--- Goal of the exercise ---
Write out each line from the data below that includes the word "trace".

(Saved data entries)

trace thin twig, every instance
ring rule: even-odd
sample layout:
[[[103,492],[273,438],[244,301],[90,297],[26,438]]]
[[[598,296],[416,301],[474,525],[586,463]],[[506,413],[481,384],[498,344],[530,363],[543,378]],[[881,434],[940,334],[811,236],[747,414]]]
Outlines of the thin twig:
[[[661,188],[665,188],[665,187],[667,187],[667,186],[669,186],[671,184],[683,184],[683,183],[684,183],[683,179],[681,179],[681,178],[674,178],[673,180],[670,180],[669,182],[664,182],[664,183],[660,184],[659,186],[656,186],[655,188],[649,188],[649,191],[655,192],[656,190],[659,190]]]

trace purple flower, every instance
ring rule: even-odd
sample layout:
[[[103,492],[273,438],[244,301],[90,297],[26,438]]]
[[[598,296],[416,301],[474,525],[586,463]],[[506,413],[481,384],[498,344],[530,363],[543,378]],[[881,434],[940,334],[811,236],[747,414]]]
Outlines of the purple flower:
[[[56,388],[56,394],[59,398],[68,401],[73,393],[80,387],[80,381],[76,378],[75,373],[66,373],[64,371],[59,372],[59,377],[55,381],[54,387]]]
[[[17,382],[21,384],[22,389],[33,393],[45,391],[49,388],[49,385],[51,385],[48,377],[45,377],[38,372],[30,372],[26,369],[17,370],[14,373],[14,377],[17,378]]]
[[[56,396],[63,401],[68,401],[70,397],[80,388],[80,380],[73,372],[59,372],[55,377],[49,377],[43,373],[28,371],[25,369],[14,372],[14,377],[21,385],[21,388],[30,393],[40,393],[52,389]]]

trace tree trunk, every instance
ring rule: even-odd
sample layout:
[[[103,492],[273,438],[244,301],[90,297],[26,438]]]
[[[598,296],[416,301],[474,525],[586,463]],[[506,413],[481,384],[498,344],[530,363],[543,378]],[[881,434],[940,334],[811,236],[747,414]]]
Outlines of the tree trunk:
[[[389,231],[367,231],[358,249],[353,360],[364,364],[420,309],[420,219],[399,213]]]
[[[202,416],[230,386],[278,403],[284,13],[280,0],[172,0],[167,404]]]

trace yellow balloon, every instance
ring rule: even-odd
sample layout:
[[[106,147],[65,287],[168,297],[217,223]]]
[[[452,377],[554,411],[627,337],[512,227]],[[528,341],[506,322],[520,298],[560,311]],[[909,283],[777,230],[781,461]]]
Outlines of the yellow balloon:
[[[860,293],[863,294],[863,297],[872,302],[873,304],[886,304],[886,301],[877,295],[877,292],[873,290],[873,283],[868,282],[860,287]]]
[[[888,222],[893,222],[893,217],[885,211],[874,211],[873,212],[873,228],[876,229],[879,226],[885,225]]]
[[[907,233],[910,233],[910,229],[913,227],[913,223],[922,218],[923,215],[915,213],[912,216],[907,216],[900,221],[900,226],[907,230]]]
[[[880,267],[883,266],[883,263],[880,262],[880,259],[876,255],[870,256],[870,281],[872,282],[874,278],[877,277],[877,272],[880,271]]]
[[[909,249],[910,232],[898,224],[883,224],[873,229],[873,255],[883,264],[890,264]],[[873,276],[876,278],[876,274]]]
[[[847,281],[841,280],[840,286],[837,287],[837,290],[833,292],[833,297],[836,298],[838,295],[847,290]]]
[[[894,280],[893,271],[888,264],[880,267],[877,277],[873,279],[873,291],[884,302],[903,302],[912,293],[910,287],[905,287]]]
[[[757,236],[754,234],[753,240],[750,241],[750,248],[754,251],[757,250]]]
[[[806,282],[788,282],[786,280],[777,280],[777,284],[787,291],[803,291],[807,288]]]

--- Solution for this exercise ---
trace thin twig, every instance
trace purple flower, every instance
trace tree trunk, every instance
trace yellow balloon, every instance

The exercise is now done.